Provided data:
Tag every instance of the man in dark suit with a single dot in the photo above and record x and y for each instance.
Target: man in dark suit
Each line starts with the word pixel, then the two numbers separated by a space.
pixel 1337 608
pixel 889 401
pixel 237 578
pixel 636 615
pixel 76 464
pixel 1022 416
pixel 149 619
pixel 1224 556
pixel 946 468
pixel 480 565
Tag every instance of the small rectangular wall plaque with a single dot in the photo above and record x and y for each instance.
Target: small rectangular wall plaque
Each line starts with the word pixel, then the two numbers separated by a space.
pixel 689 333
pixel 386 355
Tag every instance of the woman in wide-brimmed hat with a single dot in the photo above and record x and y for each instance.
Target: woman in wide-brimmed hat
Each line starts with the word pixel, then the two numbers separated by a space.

What you are asked to do: Nothing in the material should be left out; output it exactly.

Task answer:
Tag every instance of the man in dark suit with a single dot in the photo above and record x and y for each instance.
Target: man in dark suit
Each line starts with the word pixel, then the two numbers separated by a space.
pixel 1337 608
pixel 889 401
pixel 237 578
pixel 636 615
pixel 76 464
pixel 1022 416
pixel 149 619
pixel 1224 556
pixel 946 468
pixel 480 565
Tag every instance of the small rectangular wall plaque with a single dot in the photo above and record x and y for each instance.
Target: small rectangular wall plaque
Each line starts with the word pixel, then the two numbers separated by a space.
pixel 689 333
pixel 386 355
Tag every instance of the woman in wide-brimmed hat with a single dot in the photo above and record x and y for each instance.
Target: woman in wide-brimmed hat
Each line starts with the word pixel, then the two numbers separated by a space.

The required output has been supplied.